**Task to complete:** Pull out the listing below verbatim, from its first line through the line with "top-left (281, 139), bottom-right (296, 194)", including both of those lines.

**Record extracts:**
╭──

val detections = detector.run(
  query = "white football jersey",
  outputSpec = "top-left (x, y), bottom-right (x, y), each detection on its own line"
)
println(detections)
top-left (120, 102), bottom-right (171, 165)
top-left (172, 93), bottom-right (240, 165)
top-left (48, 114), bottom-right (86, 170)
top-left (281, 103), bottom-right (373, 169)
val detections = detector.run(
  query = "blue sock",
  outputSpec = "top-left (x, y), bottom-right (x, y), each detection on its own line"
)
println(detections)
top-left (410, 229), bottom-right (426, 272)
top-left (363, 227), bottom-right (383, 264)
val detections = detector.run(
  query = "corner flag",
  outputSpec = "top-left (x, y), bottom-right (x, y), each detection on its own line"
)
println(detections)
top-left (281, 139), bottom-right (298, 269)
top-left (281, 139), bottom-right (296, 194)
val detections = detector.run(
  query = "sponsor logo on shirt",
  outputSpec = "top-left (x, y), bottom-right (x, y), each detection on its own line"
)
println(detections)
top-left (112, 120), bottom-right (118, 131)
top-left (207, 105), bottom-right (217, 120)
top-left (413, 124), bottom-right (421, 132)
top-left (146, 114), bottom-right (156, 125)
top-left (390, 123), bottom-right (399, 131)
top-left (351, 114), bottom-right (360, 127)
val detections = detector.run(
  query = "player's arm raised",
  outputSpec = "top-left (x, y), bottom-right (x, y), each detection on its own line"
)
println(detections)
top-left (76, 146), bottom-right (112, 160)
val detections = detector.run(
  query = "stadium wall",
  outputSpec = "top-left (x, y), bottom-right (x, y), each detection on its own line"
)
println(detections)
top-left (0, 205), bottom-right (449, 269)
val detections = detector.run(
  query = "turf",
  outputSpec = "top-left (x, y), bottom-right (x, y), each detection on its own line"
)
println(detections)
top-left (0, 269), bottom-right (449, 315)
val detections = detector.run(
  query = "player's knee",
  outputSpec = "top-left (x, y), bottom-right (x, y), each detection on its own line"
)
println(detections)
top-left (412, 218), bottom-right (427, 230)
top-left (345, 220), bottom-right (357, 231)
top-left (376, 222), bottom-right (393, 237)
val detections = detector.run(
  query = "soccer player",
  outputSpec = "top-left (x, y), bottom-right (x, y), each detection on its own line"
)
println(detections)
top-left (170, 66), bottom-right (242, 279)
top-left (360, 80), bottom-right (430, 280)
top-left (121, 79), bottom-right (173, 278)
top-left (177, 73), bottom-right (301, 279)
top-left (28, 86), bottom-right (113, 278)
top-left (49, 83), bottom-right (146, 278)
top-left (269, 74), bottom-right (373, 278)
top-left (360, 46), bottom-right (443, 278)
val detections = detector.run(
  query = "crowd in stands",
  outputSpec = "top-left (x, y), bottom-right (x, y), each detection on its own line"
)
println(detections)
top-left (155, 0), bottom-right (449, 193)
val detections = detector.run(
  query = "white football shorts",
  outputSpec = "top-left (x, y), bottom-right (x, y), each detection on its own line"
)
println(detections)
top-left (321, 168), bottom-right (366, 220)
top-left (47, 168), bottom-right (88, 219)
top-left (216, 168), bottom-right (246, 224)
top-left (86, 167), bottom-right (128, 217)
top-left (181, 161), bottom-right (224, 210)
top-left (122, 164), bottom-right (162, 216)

╰──

**Full answer:**
val detections = detector.run(
  query = "white football jersey",
  outputSpec = "top-left (x, y), bottom-right (x, y), each detection on its own line"
)
println(detections)
top-left (120, 102), bottom-right (171, 165)
top-left (172, 93), bottom-right (240, 165)
top-left (48, 114), bottom-right (86, 170)
top-left (281, 103), bottom-right (373, 169)
val detections = detector.run(
  query = "blue sock",
  outputSpec = "top-left (x, y), bottom-right (x, y), each detection on its own line"
)
println(detections)
top-left (410, 229), bottom-right (426, 272)
top-left (363, 227), bottom-right (383, 264)
val detections = detector.run(
  query = "corner flag",
  outputSpec = "top-left (x, y), bottom-right (x, y), each detection on its own line"
)
println(detections)
top-left (281, 139), bottom-right (298, 269)
top-left (281, 139), bottom-right (296, 194)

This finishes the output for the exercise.